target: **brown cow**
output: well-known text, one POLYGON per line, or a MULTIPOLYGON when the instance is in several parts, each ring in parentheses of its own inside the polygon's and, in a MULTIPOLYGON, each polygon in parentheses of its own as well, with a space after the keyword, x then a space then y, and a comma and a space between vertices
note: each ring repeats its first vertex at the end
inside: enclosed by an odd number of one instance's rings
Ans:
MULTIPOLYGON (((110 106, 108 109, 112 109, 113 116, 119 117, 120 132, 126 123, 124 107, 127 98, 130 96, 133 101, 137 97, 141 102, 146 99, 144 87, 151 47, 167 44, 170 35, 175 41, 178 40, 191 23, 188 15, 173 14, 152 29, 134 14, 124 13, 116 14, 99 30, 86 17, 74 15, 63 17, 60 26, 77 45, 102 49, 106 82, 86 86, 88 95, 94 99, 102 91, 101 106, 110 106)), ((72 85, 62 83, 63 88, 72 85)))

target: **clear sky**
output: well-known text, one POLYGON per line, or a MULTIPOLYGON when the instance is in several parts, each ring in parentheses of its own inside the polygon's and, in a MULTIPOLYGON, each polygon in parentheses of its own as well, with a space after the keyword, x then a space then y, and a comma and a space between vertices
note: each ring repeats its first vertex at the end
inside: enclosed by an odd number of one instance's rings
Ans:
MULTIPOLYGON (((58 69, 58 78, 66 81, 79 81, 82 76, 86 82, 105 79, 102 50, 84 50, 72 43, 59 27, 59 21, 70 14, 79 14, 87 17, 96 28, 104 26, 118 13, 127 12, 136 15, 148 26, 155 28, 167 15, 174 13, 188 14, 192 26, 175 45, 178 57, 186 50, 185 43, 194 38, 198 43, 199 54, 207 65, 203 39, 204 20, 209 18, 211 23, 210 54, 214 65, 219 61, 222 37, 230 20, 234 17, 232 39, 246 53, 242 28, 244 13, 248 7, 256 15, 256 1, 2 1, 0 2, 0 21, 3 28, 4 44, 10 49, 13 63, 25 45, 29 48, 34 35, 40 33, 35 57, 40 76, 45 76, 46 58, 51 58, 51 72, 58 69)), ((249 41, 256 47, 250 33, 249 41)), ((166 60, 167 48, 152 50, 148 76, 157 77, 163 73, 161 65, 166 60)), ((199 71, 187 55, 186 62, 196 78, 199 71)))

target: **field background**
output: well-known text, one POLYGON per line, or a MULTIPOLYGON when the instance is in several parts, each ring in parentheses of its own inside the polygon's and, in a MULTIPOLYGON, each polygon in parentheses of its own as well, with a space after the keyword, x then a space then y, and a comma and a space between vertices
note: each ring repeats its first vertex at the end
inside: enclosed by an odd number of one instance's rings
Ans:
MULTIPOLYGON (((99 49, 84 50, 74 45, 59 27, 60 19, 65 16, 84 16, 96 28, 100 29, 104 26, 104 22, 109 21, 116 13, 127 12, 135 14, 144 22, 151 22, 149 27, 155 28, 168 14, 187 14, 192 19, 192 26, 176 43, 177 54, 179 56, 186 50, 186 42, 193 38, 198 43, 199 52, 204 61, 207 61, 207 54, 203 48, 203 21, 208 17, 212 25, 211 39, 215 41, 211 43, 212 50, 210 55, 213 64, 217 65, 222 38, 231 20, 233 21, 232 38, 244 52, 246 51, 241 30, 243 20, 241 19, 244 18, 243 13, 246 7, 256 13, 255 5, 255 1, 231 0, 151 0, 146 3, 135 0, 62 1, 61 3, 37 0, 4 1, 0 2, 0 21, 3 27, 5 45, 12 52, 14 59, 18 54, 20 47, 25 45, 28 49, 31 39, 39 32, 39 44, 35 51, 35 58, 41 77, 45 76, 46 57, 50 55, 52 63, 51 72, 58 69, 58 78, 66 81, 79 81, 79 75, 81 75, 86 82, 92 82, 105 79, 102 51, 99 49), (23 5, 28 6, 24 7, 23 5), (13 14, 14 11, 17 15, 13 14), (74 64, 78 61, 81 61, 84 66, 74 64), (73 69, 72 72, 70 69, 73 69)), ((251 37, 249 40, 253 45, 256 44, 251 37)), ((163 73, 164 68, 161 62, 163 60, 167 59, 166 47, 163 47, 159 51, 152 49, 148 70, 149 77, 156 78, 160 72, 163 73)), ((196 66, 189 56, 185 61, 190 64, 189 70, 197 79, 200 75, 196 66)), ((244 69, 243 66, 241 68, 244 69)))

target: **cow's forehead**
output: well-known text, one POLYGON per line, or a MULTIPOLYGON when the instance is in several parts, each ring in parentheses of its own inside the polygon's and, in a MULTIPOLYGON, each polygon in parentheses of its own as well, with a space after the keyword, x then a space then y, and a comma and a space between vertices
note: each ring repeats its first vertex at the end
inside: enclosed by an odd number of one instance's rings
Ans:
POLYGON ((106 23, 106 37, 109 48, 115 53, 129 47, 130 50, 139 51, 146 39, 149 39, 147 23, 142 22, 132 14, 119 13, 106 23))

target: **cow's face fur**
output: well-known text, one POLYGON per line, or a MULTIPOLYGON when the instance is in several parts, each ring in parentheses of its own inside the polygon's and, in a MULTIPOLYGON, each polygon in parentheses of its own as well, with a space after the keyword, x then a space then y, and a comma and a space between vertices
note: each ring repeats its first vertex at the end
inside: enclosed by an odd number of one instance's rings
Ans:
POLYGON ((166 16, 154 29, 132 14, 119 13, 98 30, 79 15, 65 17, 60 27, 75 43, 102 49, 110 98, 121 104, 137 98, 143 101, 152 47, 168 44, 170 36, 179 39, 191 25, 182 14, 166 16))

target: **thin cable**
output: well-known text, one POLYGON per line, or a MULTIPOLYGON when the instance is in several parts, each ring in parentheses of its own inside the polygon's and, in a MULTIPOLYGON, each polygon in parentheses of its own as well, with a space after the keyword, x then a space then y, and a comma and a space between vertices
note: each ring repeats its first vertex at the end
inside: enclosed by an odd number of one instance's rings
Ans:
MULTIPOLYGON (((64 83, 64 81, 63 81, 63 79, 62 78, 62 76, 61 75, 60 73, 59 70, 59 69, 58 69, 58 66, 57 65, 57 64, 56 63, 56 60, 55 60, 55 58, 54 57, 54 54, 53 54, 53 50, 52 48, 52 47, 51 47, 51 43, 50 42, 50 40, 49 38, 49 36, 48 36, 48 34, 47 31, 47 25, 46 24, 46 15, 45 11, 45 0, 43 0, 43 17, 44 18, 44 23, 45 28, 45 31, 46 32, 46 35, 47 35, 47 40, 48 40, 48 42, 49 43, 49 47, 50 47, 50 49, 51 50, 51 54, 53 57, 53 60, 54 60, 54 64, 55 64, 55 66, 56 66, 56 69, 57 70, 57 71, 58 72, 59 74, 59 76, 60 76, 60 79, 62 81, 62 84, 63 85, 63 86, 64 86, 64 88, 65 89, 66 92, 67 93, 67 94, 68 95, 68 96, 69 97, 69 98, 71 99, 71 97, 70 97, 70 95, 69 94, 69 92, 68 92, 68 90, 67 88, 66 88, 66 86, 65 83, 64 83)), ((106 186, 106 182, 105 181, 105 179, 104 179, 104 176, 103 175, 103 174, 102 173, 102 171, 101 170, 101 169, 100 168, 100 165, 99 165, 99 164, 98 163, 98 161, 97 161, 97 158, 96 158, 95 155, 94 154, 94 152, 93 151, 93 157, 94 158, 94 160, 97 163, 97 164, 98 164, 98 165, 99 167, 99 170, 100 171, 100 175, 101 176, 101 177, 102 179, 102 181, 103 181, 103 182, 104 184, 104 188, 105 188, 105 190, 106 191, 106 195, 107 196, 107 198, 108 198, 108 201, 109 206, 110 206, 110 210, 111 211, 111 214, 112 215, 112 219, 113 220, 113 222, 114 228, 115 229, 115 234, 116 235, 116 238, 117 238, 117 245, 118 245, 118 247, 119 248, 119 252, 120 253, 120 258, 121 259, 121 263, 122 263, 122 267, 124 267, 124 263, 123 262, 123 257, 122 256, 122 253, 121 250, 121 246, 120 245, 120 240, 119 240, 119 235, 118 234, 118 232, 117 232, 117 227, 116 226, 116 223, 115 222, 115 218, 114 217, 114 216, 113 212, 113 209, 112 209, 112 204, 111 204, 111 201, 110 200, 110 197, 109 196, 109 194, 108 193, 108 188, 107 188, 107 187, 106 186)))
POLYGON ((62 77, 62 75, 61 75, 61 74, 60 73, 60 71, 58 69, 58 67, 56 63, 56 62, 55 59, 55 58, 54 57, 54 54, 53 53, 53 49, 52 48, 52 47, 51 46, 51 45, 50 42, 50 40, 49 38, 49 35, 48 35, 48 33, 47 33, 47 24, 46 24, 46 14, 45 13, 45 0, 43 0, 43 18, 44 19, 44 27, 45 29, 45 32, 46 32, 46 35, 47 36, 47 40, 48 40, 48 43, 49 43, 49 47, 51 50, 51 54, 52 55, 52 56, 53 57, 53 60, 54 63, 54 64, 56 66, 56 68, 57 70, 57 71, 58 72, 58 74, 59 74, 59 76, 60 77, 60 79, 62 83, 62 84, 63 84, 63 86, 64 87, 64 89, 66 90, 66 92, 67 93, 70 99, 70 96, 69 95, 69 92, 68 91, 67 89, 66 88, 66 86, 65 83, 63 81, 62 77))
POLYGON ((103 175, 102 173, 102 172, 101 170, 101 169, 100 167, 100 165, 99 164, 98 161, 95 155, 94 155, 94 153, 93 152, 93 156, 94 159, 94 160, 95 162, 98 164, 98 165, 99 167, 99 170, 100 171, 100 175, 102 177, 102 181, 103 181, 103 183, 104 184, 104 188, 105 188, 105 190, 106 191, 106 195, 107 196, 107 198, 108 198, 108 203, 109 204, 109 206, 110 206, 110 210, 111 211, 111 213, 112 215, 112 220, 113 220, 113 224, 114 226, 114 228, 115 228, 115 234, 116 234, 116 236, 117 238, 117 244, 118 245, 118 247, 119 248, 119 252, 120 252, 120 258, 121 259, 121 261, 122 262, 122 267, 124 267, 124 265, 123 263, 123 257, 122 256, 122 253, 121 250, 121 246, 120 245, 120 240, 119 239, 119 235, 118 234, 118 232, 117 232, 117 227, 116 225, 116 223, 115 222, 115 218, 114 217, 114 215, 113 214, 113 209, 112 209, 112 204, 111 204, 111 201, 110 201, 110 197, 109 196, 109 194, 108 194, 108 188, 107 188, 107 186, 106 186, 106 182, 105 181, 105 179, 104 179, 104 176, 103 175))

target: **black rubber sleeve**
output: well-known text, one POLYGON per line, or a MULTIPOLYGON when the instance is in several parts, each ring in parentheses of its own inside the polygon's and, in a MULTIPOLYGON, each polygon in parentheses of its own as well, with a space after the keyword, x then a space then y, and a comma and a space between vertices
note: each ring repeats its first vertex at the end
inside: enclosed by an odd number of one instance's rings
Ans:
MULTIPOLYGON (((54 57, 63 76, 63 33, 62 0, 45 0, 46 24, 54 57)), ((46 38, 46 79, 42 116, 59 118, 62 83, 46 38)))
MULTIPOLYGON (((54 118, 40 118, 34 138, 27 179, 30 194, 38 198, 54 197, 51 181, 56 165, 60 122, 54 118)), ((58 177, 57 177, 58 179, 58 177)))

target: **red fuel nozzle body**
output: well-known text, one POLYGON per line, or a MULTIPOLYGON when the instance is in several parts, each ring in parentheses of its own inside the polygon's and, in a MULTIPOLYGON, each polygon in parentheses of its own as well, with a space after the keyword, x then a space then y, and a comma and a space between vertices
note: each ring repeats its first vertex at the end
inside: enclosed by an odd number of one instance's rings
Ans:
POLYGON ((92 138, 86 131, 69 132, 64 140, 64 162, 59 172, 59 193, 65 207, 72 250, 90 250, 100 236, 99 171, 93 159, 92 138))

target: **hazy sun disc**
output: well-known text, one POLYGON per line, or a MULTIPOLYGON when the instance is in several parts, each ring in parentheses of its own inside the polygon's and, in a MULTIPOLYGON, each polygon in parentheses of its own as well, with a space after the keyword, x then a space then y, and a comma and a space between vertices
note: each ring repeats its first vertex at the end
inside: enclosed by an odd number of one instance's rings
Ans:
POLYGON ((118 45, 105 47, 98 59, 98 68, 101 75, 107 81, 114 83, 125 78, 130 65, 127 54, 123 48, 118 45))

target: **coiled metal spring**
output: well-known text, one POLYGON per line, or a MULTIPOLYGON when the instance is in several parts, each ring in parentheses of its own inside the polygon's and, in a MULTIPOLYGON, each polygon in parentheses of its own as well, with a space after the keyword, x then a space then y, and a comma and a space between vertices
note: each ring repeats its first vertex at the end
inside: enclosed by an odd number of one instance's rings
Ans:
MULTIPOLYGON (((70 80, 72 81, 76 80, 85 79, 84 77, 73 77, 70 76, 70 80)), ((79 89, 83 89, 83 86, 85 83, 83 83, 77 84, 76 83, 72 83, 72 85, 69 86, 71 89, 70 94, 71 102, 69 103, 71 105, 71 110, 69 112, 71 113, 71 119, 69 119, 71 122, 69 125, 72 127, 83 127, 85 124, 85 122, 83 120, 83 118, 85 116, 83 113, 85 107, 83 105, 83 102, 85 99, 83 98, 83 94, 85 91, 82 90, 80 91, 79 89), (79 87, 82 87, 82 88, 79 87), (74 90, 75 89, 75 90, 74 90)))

---*---

Exercise:
Output only the lines running from the line with "target: **red fuel nozzle body**" through the final line of the data, inclusive.

Finished task:
target: **red fuel nozzle body**
output: well-known text, one POLYGON per line, or a MULTIPOLYGON when the instance is in several parts, each ring in parentheses of its own inside the polygon's and, in a MULTIPOLYGON, each polygon in parentheses of its own as well, with a space after the keyword, x then a space then y, and a comma and a space between vertices
note: each ring repeats its first vertex at the end
inside: enclosed by an odd number of one instance's rings
Ans:
POLYGON ((92 138, 86 131, 69 132, 64 140, 64 162, 59 172, 59 193, 65 207, 72 250, 90 250, 100 236, 99 171, 93 159, 92 138))

target: **hazy sun disc**
output: well-known text, one POLYGON per line, or a MULTIPOLYGON when the instance is in several parts, each ring in parentheses of its own inside the polygon's and, in a MULTIPOLYGON, each polygon in parentheses of its own as well, with a space after the keyword, x then a space then y, and a comma and a space between vertices
note: each ring repeats its first vertex at the end
inside: enclosed by an odd number of one instance's rings
Ans:
POLYGON ((118 45, 105 47, 98 59, 98 68, 101 75, 107 81, 114 83, 125 78, 130 65, 127 54, 123 48, 118 45))

target: **coiled metal spring**
output: well-known text, one POLYGON per line, or a MULTIPOLYGON when the instance is in several parts, each ring in parentheses of its own inside the polygon's and, in a MULTIPOLYGON, each polygon in parentheses of its own as well, with a space after the keyword, x then a space then y, and a comma and a space between vertices
note: each ring repeats its first vertex at the end
inside: enclosed by an odd number of one instance's rings
Ans:
MULTIPOLYGON (((70 80, 72 81, 76 80, 85 79, 84 77, 73 77, 70 76, 70 80)), ((79 89, 83 89, 83 86, 85 83, 83 83, 77 84, 76 83, 72 83, 72 85, 69 86, 71 89, 70 94, 71 102, 69 103, 71 105, 71 110, 69 112, 71 113, 71 119, 69 119, 71 122, 69 125, 72 127, 83 127, 85 124, 85 122, 83 120, 83 118, 85 116, 83 113, 85 107, 83 105, 83 102, 85 99, 83 98, 83 94, 85 91, 82 90, 80 91, 79 89), (79 87, 82 87, 82 88, 79 87), (74 90, 75 89, 75 90, 74 90)))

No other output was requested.